What needs to be done:
For each line of the material, check for the string "taillight"; then state how many lines had it, giving only the number.

⟨

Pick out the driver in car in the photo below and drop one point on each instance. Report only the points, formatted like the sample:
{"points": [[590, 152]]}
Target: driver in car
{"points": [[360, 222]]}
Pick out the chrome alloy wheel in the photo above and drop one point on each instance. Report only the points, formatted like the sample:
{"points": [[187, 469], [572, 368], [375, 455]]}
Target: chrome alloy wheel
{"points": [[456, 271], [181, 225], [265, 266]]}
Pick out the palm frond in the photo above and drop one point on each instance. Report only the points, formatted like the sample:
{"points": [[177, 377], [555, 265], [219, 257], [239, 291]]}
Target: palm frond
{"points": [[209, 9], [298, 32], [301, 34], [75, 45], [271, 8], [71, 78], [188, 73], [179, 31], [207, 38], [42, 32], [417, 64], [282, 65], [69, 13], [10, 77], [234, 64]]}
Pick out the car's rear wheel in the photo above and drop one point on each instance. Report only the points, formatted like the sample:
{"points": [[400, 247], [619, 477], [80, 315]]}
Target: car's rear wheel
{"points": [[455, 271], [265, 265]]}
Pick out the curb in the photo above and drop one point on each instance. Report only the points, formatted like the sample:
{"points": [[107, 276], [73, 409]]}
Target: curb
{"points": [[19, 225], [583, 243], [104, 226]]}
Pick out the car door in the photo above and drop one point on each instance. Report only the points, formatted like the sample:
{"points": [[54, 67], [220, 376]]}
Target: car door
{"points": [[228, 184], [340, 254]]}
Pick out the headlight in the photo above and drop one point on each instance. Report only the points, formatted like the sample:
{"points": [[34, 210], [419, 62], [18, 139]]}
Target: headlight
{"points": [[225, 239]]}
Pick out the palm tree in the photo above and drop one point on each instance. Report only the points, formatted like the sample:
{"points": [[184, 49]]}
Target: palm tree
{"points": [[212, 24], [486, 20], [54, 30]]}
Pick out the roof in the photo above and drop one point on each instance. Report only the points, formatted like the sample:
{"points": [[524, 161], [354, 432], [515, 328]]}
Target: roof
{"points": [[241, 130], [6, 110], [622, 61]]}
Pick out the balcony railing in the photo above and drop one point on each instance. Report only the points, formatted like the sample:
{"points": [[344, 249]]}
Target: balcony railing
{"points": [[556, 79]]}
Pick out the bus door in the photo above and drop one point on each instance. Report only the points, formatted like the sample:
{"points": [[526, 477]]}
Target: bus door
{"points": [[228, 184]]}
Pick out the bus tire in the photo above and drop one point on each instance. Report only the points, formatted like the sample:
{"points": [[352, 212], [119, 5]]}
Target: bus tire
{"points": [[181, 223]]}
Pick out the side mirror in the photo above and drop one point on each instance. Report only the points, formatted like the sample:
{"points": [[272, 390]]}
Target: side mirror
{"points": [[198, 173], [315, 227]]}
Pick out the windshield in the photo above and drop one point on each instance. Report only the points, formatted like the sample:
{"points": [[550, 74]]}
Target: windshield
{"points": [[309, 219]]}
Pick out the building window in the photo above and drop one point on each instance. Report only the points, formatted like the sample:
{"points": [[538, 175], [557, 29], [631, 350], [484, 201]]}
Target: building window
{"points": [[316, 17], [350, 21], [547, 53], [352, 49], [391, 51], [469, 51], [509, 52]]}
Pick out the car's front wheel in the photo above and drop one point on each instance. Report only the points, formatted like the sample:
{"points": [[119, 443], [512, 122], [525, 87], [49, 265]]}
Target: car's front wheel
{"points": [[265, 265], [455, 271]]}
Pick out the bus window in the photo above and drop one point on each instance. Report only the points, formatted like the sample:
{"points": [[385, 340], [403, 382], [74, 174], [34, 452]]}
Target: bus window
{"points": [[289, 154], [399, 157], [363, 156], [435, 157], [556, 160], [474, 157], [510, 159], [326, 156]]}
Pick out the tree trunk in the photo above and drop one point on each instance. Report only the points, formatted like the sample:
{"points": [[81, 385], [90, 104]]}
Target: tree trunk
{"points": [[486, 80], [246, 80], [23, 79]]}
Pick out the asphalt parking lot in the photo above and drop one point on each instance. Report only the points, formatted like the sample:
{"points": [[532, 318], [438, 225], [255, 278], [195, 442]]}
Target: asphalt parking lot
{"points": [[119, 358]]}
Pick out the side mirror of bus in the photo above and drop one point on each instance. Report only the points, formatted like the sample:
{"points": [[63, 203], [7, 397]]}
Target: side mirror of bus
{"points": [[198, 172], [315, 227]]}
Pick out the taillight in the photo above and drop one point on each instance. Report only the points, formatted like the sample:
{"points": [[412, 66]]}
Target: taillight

⟩

The completed task:
2